>> Start Provided information

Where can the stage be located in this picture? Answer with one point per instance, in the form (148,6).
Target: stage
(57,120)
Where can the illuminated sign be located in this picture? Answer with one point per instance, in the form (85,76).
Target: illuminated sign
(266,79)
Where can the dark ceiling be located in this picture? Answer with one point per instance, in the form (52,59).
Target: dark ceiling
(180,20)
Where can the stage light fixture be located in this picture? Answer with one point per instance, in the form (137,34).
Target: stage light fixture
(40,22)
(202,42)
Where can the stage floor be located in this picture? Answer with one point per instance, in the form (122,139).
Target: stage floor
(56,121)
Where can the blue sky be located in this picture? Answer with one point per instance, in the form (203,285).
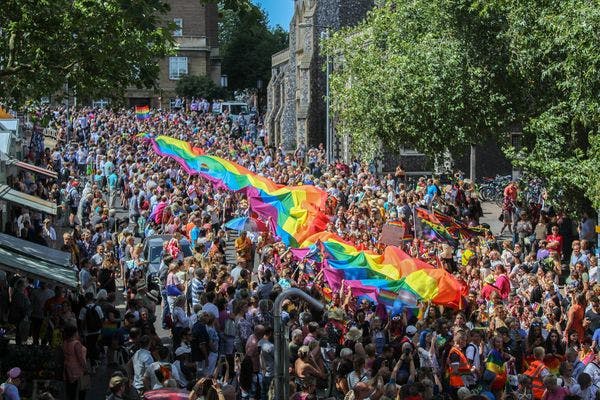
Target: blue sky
(279,11)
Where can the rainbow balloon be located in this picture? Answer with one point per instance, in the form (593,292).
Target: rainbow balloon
(293,212)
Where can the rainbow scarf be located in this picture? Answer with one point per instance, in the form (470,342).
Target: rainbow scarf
(142,112)
(292,212)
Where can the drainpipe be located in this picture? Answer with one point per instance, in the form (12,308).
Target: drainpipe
(282,374)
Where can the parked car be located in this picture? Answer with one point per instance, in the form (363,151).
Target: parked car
(154,247)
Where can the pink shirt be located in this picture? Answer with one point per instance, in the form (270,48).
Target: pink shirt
(559,394)
(503,285)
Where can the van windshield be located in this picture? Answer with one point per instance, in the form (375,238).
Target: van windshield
(237,109)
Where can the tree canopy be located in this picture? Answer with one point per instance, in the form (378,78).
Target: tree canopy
(247,44)
(98,47)
(437,75)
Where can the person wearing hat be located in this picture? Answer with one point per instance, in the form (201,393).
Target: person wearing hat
(180,319)
(117,387)
(458,366)
(10,388)
(489,287)
(537,371)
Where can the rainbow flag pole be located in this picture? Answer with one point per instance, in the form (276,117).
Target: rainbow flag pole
(142,112)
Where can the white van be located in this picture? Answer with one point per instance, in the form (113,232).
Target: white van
(234,109)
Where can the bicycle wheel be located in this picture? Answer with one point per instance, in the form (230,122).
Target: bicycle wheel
(486,193)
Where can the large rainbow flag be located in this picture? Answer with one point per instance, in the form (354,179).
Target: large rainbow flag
(142,112)
(446,228)
(294,213)
(377,275)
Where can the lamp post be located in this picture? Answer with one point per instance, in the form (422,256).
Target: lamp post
(259,85)
(282,376)
(328,136)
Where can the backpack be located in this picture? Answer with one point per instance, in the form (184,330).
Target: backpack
(200,340)
(73,197)
(93,323)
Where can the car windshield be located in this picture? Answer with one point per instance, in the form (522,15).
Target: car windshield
(237,109)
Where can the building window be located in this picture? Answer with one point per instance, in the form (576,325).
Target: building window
(100,103)
(175,103)
(177,67)
(178,32)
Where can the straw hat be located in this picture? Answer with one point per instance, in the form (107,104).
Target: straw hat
(336,314)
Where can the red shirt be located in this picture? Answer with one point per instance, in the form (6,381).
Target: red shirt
(556,238)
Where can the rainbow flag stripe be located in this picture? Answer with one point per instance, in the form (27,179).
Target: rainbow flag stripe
(292,212)
(142,112)
(391,276)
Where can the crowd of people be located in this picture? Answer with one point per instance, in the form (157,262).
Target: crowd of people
(530,328)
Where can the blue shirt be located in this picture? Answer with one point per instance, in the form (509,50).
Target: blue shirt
(596,336)
(194,234)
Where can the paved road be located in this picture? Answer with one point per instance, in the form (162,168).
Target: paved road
(100,380)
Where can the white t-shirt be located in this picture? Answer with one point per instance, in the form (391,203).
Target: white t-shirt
(142,359)
(211,308)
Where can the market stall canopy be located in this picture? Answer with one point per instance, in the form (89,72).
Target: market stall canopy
(36,261)
(25,200)
(32,168)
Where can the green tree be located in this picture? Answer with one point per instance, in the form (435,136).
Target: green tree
(191,86)
(246,45)
(554,54)
(438,75)
(410,75)
(98,47)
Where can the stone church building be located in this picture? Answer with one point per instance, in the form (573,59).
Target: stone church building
(296,92)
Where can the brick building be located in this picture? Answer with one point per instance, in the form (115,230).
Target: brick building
(197,52)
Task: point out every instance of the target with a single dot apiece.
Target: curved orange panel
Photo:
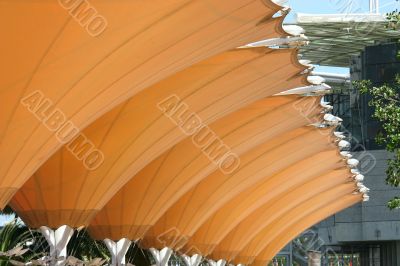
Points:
(216, 228)
(64, 191)
(299, 225)
(167, 178)
(197, 205)
(286, 221)
(268, 214)
(53, 48)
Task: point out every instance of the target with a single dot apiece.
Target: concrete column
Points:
(314, 258)
(118, 250)
(58, 241)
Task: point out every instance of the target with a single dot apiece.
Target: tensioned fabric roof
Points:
(86, 76)
(170, 176)
(230, 80)
(157, 185)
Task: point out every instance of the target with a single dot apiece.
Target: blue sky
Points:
(334, 7)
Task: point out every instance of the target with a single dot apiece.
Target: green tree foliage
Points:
(386, 103)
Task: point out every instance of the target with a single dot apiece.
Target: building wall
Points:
(368, 221)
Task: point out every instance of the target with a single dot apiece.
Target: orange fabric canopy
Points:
(64, 191)
(85, 76)
(153, 191)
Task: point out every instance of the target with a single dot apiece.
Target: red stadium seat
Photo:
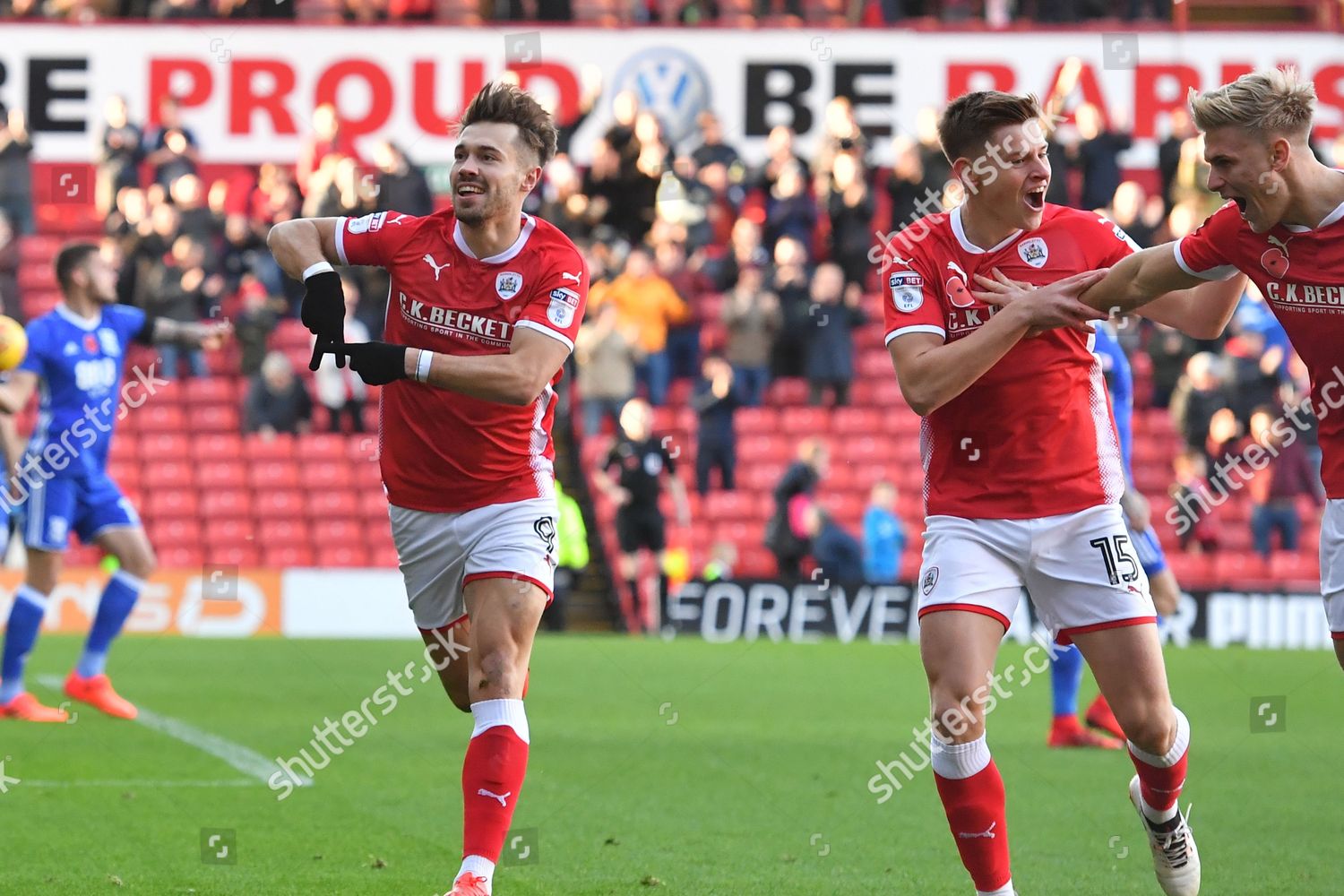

>> End Provided information

◆ **Task objective**
Extract each line in the items above that contains the word "scarf".

◆ **Response to the task**
Where can the rainbow scarf be located in this picture? Answer with one point per instance, in the form (470,342).
Target: rainbow scarf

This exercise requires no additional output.